▶ [READING PASSAGE]:
As in software development, agile managers are people focused. They assemble teams of experts, customers and suppliers to work incrementally, testing and refining their work in a process of continuous improvement.
Collaborative working is to the fore with regular meetings to review progress, discuss problems and find solutions.
“This approach can be leveraged effectively for non-software products and for project management in general, especially in areas of innovation and uncertainty,” says Jean-Loup Richet, research fellow at the French business school ESSEC.
“The end result is a product or project that best meets current customer needs, and is delivered with minimal costs, waste and time, enabling companies to achieve bottom-line gains earlier than via traditional approaches.”
There are strong similarities between agile management techniques and methodologies such as lean, kanban and six sigma, which have been applied with great success by manufacturing companies.
Unipart Group, for example, has built its manufacturing and logistics business round a methodology called the Unipart Way.

▶ [THE DATA]:
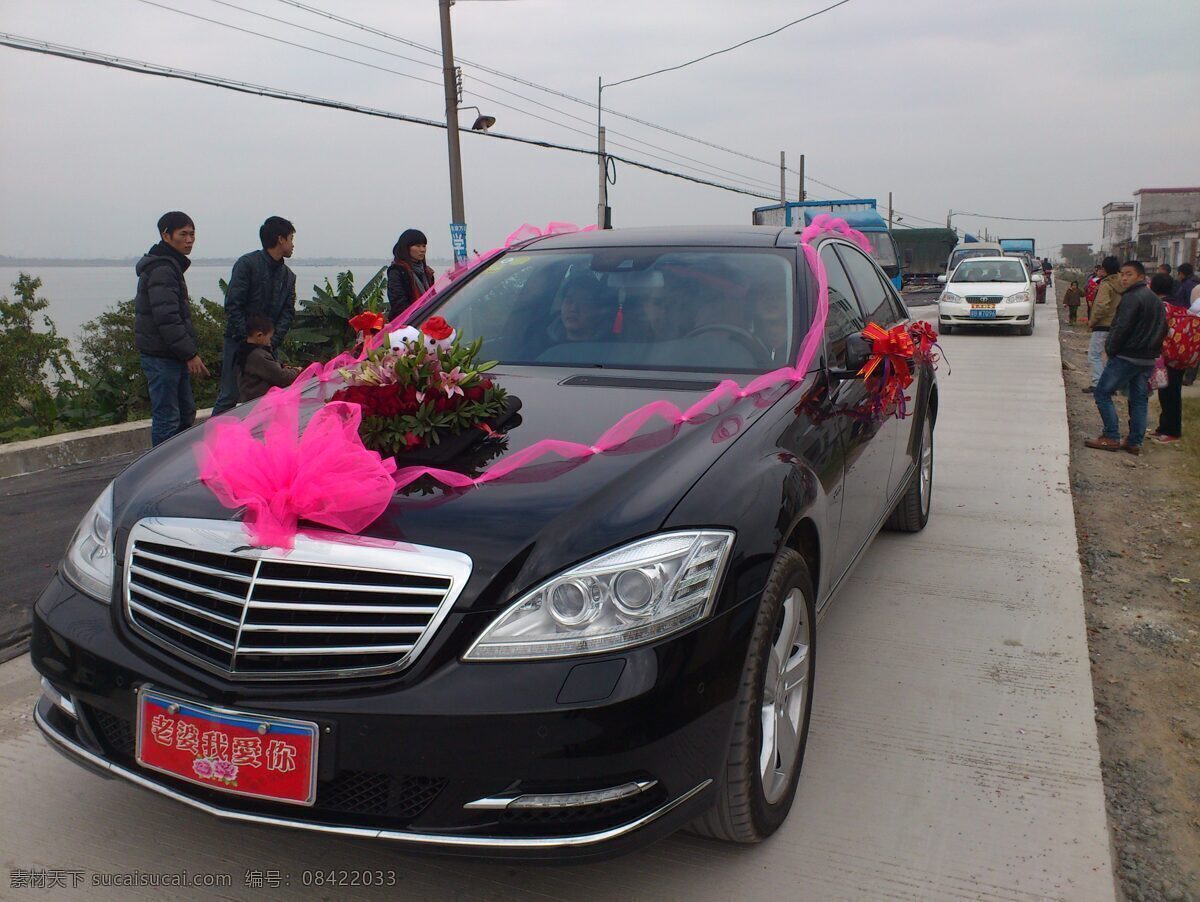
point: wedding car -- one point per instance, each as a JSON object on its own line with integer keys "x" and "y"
{"x": 988, "y": 292}
{"x": 569, "y": 661}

▶ [PROBLEM REQUIREMENTS]:
Please decide whether each statement agrees with the passage on agile management. Answer yes or no for each and quote the words from the passage that settle it. (a) Jean-Loup Richet is a research fellow at ESSEC. (b) Richet says the approach works only for software products. (c) Unipart Group built its business around a methodology called kanban.

▶ [ANSWER TO THIS EXERCISE]:
(a) Yes: "research fellow at the French business school ESSEC"
(b) No: "can be leveraged effectively for non-software products and for project management in general"
(c) No: "round a methodology called the Unipart Way"